◆ **Goal**
Copy every line of the data below word for word, without changing anything.

◆ **Record set**
<<<<
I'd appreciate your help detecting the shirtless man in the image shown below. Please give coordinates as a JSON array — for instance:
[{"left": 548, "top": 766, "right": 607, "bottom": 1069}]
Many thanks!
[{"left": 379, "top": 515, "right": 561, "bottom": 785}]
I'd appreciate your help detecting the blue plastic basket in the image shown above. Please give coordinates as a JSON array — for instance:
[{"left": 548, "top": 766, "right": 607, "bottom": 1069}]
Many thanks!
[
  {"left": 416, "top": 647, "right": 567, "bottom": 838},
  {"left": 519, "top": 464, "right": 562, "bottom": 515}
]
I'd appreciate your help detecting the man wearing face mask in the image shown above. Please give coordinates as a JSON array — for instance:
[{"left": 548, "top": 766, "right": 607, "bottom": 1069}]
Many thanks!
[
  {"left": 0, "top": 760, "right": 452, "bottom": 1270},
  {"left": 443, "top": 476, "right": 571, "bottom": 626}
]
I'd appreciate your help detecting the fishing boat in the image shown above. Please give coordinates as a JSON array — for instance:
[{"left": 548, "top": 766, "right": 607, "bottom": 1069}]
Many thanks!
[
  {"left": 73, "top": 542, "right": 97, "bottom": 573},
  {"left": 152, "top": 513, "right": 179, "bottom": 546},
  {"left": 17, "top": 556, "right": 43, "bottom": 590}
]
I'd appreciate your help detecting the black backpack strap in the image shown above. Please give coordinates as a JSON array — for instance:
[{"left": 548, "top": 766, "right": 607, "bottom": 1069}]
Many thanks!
>>>>
◆ **Result below**
I'd appreciate your help detecting the shirtless man in the image shown below. Please give coordinates as a JSON array — for instance:
[{"left": 548, "top": 766, "right": 607, "bottom": 1069}]
Many thanks!
[{"left": 379, "top": 515, "right": 561, "bottom": 785}]
I'd appreciate your help detecting the blue plastic basket in the image shown above. Please give coordinates as a JSON array — for instance:
[{"left": 548, "top": 766, "right": 607, "bottom": 1069}]
Many thanks!
[
  {"left": 416, "top": 647, "right": 567, "bottom": 838},
  {"left": 519, "top": 464, "right": 562, "bottom": 515}
]
I'd appreciate your help detecting the man wearing face mask in the image shown above. Please give coordinates as a JSON array — for instance:
[{"left": 548, "top": 766, "right": 607, "bottom": 1069}]
Many thanks!
[
  {"left": 0, "top": 760, "right": 452, "bottom": 1270},
  {"left": 443, "top": 476, "right": 571, "bottom": 626}
]
I'd appreciate your help detecting the fishing boat in the image shown above. Please give coordinates as a JSON array — for instance:
[{"left": 548, "top": 766, "right": 607, "bottom": 1069}]
Many thanks!
[
  {"left": 73, "top": 542, "right": 97, "bottom": 573},
  {"left": 152, "top": 513, "right": 179, "bottom": 546},
  {"left": 17, "top": 556, "right": 43, "bottom": 590}
]
I'd appreciate your help detecting the black backpack strap in the image shown above. Please give coordinates as a JSON array — for instance:
[{"left": 548, "top": 766, "right": 607, "bottom": 1069}]
Many thanks!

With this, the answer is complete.